§ Brano del documento:
.....

Non si può escludere che oggi il consiglio dei ministri valuti di rinnovare gli sgravi fiscali alle imprese che pagano i tamponi ai lavoratori. Ma l’impianto resta, perché frenare ora — è il senso delle sue riflessioni — significherebbe «allontanare l’uscita definitiva dal tunnel della pandemia». E nonostante le possibili scintille sociali. Le piazze, appunto. I porti. Le autostrade. Nel governo c’è preoccupazione per gli effetti dell’entrata in vigore del certificato verde. «Mi aspetto un venerdì complicato — prevede il segretario Uil Pierpaolo Bombardieri — e ho segnali di possibili blocchi stradali. Speriamo non ci sia violenza, né prevaricazione». Draghi spera che gli ostacoli siano ridotti. E chiede di monitorare gli effetti pratici sul mondo del lavoro. Molto, ovviamente, dipende da quanto accadrà stamane.

La certezza è il blocco di ampi settori del porto di Trieste. Meno pessimistica, invece, la previsione per gli altri hub marittimi del Paese. In tasca, il governo tiene sempre coperta la carta degli sgravi fiscali alle aziende che pagano i tamponi: può sfoderarla in qualsiasi momento. Ma è chiaro che incidenti e azioni violente avrebbero come unico risultato quello di irrigidire la posizione dell’esecutivo. E dire che per un giorno intero la strategia della fermezza sembra minacciata da potenziali, minuscole crepe. Che, si sa, possono diventare voragini. Draghi riceve i leader sindacali. Chiedono un gesto, sembrano aprirsi spiragli. Andrea Orlando ragiona di test con prezzo calmierato (a cinque euro, oppure cinque euro meno cari di quanto costano attualmente). «Il governo tagli i costi per i lavoratori», propone Maurizio Landini. Niente, Palazzo Chigi non si sbilancia.

.....

§ Dati archiviati:

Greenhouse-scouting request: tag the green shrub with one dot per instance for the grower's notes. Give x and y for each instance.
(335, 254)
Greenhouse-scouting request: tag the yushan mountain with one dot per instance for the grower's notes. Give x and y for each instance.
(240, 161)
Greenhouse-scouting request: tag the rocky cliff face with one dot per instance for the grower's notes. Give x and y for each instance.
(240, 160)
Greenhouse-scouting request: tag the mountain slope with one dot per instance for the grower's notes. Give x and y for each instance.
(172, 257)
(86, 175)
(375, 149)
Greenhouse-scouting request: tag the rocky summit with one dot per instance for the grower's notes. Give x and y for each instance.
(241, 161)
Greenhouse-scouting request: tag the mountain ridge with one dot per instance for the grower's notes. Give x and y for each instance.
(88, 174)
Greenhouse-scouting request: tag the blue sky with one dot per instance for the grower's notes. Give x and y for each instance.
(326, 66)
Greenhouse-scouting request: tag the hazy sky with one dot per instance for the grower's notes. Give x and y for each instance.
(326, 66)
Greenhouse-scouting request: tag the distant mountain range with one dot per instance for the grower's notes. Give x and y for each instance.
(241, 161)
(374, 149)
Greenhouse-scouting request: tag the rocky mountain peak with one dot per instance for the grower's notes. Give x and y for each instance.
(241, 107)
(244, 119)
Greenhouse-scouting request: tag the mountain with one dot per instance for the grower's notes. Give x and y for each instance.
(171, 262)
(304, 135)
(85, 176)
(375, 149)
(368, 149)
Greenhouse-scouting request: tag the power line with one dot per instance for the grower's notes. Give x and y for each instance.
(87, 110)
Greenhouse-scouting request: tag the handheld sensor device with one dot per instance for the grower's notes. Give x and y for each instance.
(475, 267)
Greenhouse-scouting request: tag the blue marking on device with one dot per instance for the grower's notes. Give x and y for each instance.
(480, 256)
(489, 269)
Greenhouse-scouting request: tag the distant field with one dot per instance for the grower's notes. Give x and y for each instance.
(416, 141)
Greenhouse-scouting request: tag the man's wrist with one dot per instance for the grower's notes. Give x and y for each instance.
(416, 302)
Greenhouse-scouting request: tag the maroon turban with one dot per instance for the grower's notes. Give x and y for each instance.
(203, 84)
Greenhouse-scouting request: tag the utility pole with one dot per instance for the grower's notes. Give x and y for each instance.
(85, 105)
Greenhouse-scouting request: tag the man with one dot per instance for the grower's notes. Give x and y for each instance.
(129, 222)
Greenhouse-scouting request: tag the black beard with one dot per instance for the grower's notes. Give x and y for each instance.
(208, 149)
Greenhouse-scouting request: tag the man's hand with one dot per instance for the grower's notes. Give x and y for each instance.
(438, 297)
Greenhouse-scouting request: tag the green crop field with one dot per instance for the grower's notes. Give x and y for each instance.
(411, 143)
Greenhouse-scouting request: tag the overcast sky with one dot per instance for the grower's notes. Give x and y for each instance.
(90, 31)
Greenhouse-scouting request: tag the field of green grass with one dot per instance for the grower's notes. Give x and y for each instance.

.....

§ Consegna 1: Secondo il brano, in quale porto è certo il blocco di ampi settori?
§ Consegna 2: Trascrivi dal brano il tratto che va da «La certezza è» fino a «non si sbilancia.».
Rispondi basandoti soltanto sul brano.

§ Svolgimento 1: Nel porto di Trieste.

§ Svolgimento 2:
La certezza è il blocco di ampi settori del porto di Trieste. Meno pessimistica, invece, la previsione per gli altri hub marittimi del Paese. In tasca, il governo tiene sempre coperta la carta degli sgravi fiscali alle aziende che pagano i tamponi: può sfoderarla in qualsiasi momento. Ma è chiaro che incidenti e azioni violente avrebbero come unico risultato quello di irrigidire la posizione dell’esecutivo. E dire che per un giorno intero la strategia della fermezza sembra minacciata da potenziali, minuscole crepe. Che, si sa, possono diventare voragini. Draghi riceve i leader sindacali. Chiedono un gesto, sembrano aprirsi spiragli. Andrea Orlando ragiona di test con prezzo calmierato (a cinque euro, oppure cinque euro meno cari di quanto costano attualmente). «Il governo tagli i costi per i lavoratori», propone Maurizio Landini. Niente, Palazzo Chigi non si sbilancia.